EXERCISE INSTRUCTIONS: Set down the full listing exactly, character for character.
•••
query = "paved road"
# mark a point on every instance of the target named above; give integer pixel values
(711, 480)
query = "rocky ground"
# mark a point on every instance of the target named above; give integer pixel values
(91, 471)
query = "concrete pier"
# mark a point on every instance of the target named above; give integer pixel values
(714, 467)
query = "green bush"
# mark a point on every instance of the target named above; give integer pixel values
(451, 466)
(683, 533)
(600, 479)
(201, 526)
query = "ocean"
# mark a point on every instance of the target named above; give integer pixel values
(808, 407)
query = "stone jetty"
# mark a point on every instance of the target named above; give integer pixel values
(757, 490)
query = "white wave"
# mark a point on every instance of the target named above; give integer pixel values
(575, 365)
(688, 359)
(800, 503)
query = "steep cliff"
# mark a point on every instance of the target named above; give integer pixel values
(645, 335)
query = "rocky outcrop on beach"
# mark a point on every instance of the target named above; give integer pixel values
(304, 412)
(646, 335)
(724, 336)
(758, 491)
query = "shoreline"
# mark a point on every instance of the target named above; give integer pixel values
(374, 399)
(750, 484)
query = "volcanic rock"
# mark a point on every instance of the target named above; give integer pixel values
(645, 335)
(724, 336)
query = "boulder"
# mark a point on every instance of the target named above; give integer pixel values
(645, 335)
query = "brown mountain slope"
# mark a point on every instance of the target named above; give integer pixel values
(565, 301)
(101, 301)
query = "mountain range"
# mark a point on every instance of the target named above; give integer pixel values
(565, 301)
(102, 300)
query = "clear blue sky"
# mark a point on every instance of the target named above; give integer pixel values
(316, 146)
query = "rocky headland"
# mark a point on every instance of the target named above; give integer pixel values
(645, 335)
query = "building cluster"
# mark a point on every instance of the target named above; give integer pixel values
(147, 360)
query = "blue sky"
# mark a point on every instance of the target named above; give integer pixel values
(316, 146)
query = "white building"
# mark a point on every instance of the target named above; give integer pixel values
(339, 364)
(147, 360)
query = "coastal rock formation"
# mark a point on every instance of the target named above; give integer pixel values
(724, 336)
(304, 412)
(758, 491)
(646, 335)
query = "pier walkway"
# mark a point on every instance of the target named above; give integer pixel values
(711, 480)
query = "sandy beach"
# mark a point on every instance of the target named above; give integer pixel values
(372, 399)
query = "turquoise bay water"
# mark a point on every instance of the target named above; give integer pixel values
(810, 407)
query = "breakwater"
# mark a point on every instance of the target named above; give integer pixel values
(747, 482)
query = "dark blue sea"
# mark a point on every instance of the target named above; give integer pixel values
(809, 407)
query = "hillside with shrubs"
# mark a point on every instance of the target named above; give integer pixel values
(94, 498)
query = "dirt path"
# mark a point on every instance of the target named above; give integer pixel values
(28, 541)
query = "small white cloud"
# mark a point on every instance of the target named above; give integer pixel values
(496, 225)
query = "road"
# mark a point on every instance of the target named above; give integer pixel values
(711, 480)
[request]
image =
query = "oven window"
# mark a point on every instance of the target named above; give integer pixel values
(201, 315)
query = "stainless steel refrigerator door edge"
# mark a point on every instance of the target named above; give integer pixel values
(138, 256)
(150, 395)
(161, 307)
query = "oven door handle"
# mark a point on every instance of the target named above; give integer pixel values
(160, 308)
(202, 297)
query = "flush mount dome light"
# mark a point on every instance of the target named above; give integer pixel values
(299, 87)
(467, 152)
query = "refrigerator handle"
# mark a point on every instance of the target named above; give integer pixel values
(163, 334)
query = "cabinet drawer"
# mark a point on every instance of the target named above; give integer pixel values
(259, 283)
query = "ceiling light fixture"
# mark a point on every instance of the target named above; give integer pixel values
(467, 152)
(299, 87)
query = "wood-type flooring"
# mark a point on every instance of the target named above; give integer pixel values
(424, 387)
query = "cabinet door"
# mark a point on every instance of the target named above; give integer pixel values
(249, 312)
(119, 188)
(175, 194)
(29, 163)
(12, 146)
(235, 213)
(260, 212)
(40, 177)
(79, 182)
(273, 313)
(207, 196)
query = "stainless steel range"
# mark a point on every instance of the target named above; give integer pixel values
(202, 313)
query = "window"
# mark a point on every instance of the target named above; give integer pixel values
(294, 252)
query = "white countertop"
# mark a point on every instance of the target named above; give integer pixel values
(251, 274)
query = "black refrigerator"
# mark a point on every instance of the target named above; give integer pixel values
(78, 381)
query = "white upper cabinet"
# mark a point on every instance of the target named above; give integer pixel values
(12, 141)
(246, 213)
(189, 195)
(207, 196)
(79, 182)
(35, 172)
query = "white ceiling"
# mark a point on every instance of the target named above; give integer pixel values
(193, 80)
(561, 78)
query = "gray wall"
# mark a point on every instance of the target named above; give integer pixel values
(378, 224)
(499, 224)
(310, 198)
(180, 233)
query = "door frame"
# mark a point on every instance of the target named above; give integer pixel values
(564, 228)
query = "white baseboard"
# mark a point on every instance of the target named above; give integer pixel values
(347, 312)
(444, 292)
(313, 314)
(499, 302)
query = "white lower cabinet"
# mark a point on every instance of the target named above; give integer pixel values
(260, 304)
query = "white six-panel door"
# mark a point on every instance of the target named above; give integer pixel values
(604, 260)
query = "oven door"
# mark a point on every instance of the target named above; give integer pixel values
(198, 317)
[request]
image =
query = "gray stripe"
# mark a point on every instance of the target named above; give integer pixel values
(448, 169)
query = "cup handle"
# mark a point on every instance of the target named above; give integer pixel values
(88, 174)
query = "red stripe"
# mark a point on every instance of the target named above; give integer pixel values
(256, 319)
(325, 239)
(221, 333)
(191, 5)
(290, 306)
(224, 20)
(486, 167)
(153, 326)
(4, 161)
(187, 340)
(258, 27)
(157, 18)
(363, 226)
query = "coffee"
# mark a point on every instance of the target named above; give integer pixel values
•••
ANSWER TO THIS PROBLEM:
query = "paved road"
# mark a point on every instance of the target named above; give integer pixel values
(711, 480)
query = "rocky ground"
# mark a point on every instance of the target named above; give integer pixel values
(91, 471)
query = "concrete pier"
# mark a point on every instance of the target named above; give integer pixel values
(714, 467)
query = "green bush"
# mark a point on every instance of the target named above; give integer pixel values
(451, 466)
(683, 533)
(600, 479)
(201, 526)
query = "ocean"
# mark a point on every instance of the target named above; give integer pixel values
(808, 407)
query = "stone jetty"
# mark a point on every instance of the target named above; give integer pixel values
(757, 490)
query = "white wave"
# mark a point on every instance of the target named above; give integer pixel values
(575, 365)
(688, 359)
(800, 503)
query = "steep cliff"
# mark a point on every instance of the target named above; give integer pixel values
(645, 335)
query = "rocky outcrop on beach"
# mark a point on every instance of the target named above; give integer pixel values
(304, 412)
(646, 335)
(724, 336)
(758, 491)
query = "shoreline"
# mark a point on every instance of the target named above; give integer pixel values
(374, 399)
(750, 484)
query = "volcanic rock"
# mark a point on every instance of the target named above; give integer pixel values
(645, 335)
(724, 336)
query = "boulder"
# mark a point on every instance of the target named above; give integer pixel values
(645, 335)
query = "brown mountain slope"
# mark a point on every instance of the target named above; give integer pixel values
(565, 301)
(101, 301)
query = "mountain range"
# mark a point on every instance of the target named above; give integer pixel values
(565, 301)
(102, 300)
query = "clear blue sky"
# mark a point on every instance of the target named above; give integer pixel values
(316, 146)
query = "rocky headland"
# mark a point on every instance of the target named above; give integer pixel values
(645, 335)
query = "building cluster"
# mark a point on every instance of the target named above; give integer pixel values
(147, 360)
query = "blue sky"
# mark a point on every instance of the target named above; give integer pixel values
(316, 146)
query = "white building"
# mark a point on every instance of the target named above; give integer pixel values
(339, 364)
(147, 360)
query = "coastal rock formation"
# mark a point on every instance of the target named above; give integer pixel values
(724, 336)
(304, 412)
(758, 491)
(646, 335)
query = "pier walkway"
# mark a point on every instance of the target named above; give integer pixel values
(711, 480)
query = "sandy beach"
# mark a point on every instance of the target named above; give integer pixel values
(372, 399)
query = "turquoise bay water"
# mark a point on every instance of the target named above; give integer pixel values
(810, 407)
query = "breakwater"
# mark a point on every instance of the target named above; give integer pixel values
(747, 482)
query = "dark blue sea"
# mark a point on every instance of the target named above; give integer pixel values
(809, 407)
query = "hillside with shrubs"
# mark a point on every instance of the target named above; give integer pixel values
(94, 498)
query = "dirt path"
# mark a point on every instance of the target named above; give integer pixel values
(28, 541)
query = "small white cloud"
# mark a point on every instance of the target named above; give integer pixel values
(496, 225)
query = "road"
# mark a point on every instance of the target named above; give integer pixel values
(711, 480)
[request]
image =
query = "oven window"
# mark a point on every instance of the target named above; give integer pixel values
(201, 315)
query = "stainless steel refrigerator door edge"
# mark a point on every instance of the target named above; give integer pixel values
(138, 256)
(150, 395)
(161, 307)
query = "oven door handle"
# mark a point on every instance of the target named above; give integer pixel values
(160, 308)
(202, 297)
query = "flush mount dome light"
# mark a point on every instance of the target named above; give integer pixel values
(299, 87)
(467, 152)
query = "refrigerator handle"
# mark a point on every instance of the target named above; give integer pixel values
(163, 334)
query = "cabinet drawer"
# mark a point on every instance of the target named above; give integer pixel values
(259, 283)
query = "ceiling light fixture"
# mark a point on every instance of the target named above; give integer pixel values
(467, 152)
(299, 87)
query = "wood-type flooring"
# mark a point on every instance of the target named above; give integer pixel values
(424, 387)
query = "cabinet door"
# mark a point on every instance of the target named above; give integer pixel values
(249, 312)
(119, 188)
(175, 194)
(29, 163)
(12, 146)
(235, 213)
(260, 212)
(40, 177)
(79, 182)
(273, 313)
(207, 196)
query = "stainless steel range"
# mark a point on every instance of the target named above; give integer pixel values
(202, 313)
query = "window"
# mark a point on every instance of the target named above; give integer pixel values
(294, 252)
query = "white countertop"
# mark a point on every instance of the target named above; give integer pixel values
(251, 274)
query = "black refrigerator"
# mark a point on every instance of the target named above; give integer pixel values
(78, 381)
query = "white upper cabinet"
# mark a point on every instance of the target named above; give integer pixel values
(12, 141)
(246, 213)
(189, 195)
(207, 196)
(79, 182)
(35, 172)
query = "white ceiling"
# mark a point on every instance of the target named above; give integer pixel values
(193, 80)
(561, 78)
query = "gray wall"
# mark a point on every instance of the target named above; give integer pixel values
(378, 224)
(499, 224)
(310, 198)
(180, 233)
query = "door frame"
# mark a point on every instance of the target named above; give integer pixel values
(564, 228)
query = "white baseboard"
# mark a point on every instance of the target named above; give integer pixel values
(347, 312)
(444, 292)
(313, 314)
(499, 302)
query = "white lower cabinet"
# mark a point on every instance of the target named above; give integer pixel values
(260, 304)
query = "white six-panel door"
# mark a point on every instance of the target named above; give integer pixel values
(604, 260)
query = "oven door"
# mark a point on every instance of the target named above; give integer pixel values
(198, 317)
[request]
image =
query = "gray stripe"
# mark a point on every instance of the target named above; give integer pixel values
(448, 169)
query = "cup handle"
# mark a point on every instance of the target named above; give integer pixel values
(88, 174)
query = "red stripe"
# mark a point on every instance of the target named above; give integer pixel values
(256, 319)
(325, 239)
(221, 333)
(191, 5)
(290, 306)
(224, 20)
(486, 167)
(153, 326)
(4, 161)
(187, 340)
(258, 27)
(157, 18)
(363, 226)
query = "coffee"
# mark a point on every instance of the target named above; give integer pixel values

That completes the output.